> [Written task A] Rewrite the passage on Russian unstressed vowels, starting at "Actually, maybe they" and ending at "('of a habitant').", changing "distinguished" to "told apart".
> [Written task B] Write what comes next in the discussion of unstressed Russian vowel endings, picking up after its last sentence.
* Start Page excerpt *
So, you can choose the correct variant only based on the context: in «мои́ у́тки» /mɐʹi ʹutkʲɪ/, it's «у́тки»; in «мое́й у́тке» /mɐʹjej ʹutkʲɪ/, it's «у́тке».
Actually, maybe they are distinguished after all. Here's what Wikipedia says:
Across certain word-final inflections, the reductions do not completely apply. For example, after soft or unpaired consonants, unstressed /a/, /e/ and /i/ of a final syllable may be distinguished from each other. For example, жи́тели (listen) [ˈʐɨtʲɪlʲɪ] ('habitants') contrasts with both (о) жи́теле (listen) [(o) ˈʐɨtʲɪlʲɛ] ('[about] a habitant') and жи́теля (listen) [ˈʐɨtʲɪlʲə] ('of a habitant').
So, probably I wasn't correct after all.
However, the wording 'may be distinguished' suggests that they are not always distinguished.
* End Page excerpt *
* Start Supplied entries *
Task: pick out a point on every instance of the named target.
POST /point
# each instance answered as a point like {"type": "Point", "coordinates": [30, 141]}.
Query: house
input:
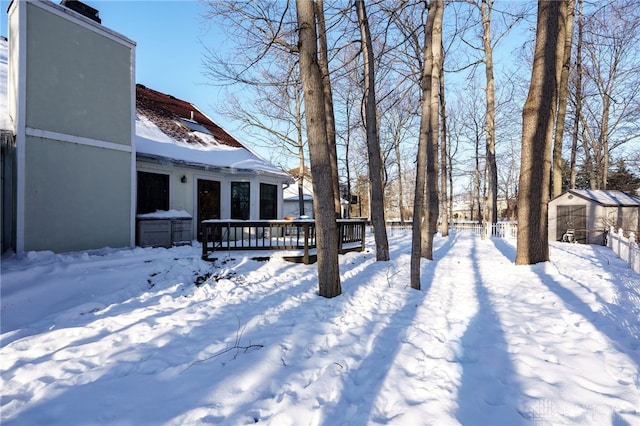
{"type": "Point", "coordinates": [585, 215]}
{"type": "Point", "coordinates": [88, 155]}
{"type": "Point", "coordinates": [185, 162]}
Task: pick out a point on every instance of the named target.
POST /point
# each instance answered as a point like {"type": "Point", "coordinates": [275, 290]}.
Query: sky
{"type": "Point", "coordinates": [169, 38]}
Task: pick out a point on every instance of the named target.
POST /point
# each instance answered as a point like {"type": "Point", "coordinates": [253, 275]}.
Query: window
{"type": "Point", "coordinates": [268, 201]}
{"type": "Point", "coordinates": [153, 192]}
{"type": "Point", "coordinates": [240, 200]}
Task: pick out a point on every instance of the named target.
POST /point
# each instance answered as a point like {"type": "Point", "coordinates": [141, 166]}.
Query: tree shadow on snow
{"type": "Point", "coordinates": [618, 321]}
{"type": "Point", "coordinates": [489, 381]}
{"type": "Point", "coordinates": [147, 381]}
{"type": "Point", "coordinates": [362, 385]}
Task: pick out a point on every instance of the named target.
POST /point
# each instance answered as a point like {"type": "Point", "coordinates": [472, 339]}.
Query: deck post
{"type": "Point", "coordinates": [305, 256]}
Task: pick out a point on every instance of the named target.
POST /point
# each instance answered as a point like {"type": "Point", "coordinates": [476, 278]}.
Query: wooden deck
{"type": "Point", "coordinates": [297, 236]}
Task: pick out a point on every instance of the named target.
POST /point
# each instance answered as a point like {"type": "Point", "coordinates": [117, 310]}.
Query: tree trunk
{"type": "Point", "coordinates": [435, 44]}
{"type": "Point", "coordinates": [373, 145]}
{"type": "Point", "coordinates": [320, 159]}
{"type": "Point", "coordinates": [562, 103]}
{"type": "Point", "coordinates": [537, 132]}
{"type": "Point", "coordinates": [323, 62]}
{"type": "Point", "coordinates": [421, 160]}
{"type": "Point", "coordinates": [301, 164]}
{"type": "Point", "coordinates": [578, 98]}
{"type": "Point", "coordinates": [492, 169]}
{"type": "Point", "coordinates": [443, 157]}
{"type": "Point", "coordinates": [400, 180]}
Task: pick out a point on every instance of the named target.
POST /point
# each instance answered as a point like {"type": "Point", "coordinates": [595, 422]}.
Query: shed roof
{"type": "Point", "coordinates": [607, 198]}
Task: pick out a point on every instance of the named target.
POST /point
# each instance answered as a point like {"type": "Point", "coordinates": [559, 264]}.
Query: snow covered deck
{"type": "Point", "coordinates": [296, 236]}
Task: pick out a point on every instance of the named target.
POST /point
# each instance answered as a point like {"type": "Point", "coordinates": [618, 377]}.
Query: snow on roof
{"type": "Point", "coordinates": [170, 128]}
{"type": "Point", "coordinates": [174, 129]}
{"type": "Point", "coordinates": [291, 193]}
{"type": "Point", "coordinates": [152, 141]}
{"type": "Point", "coordinates": [5, 122]}
{"type": "Point", "coordinates": [607, 198]}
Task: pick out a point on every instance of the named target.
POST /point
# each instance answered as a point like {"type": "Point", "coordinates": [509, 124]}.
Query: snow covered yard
{"type": "Point", "coordinates": [156, 336]}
* End Supplied entries *
> [Response A]
Actually, maybe they are told apart after all. Here's what Wikipedia says:
Across certain word-final inflections, the reductions do not completely apply. For example, after soft or unpaired consonants, unstressed /a/, /e/ and /i/ of a final syllable may be told apart from each other. For example, жи́тели (listen) [ˈʐɨtʲɪlʲɪ] ('habitants') contrasts with both (о) жи́теле (listen) [(o) ˈʐɨtʲɪlʲɛ] ('[about] a habitant') and жи́теля (listen) [ˈʐɨtʲɪlʲə] ('of a habitant').

> [Response B]
Perhaps we're both correct, and it's possible to pronounce утки/утки with and without the disctinction. However, I don't think the course's audio reflects this distinction.
This one is also interesting:
The merger of unstressed /e/ and /i/ in particular is less universal than that of unstressed /o/ and /a/; for example, speakers near the border with Belarus have the latter but not the former merger, distinguishing between лиса́ ('fox') and леса́ ('forests'), прожива́ть ('to reside') and прожева́ть ('to chew'), etc. The distinction between unstressed /e/ and /i/ is codified in some pronunciation dictionaries (Avanesov (1985:663), Zarva (1993:15))
мои утки. my ducks (plural)
моя утка. my duck (singular feminine)
мой гусь. my goose (singular masculine)
моё животное. my animal (singular neuter)
These are only in the nominative case here, to keep it basic. The genitive case, for example, would be моих, моей, моего, моего, respectively.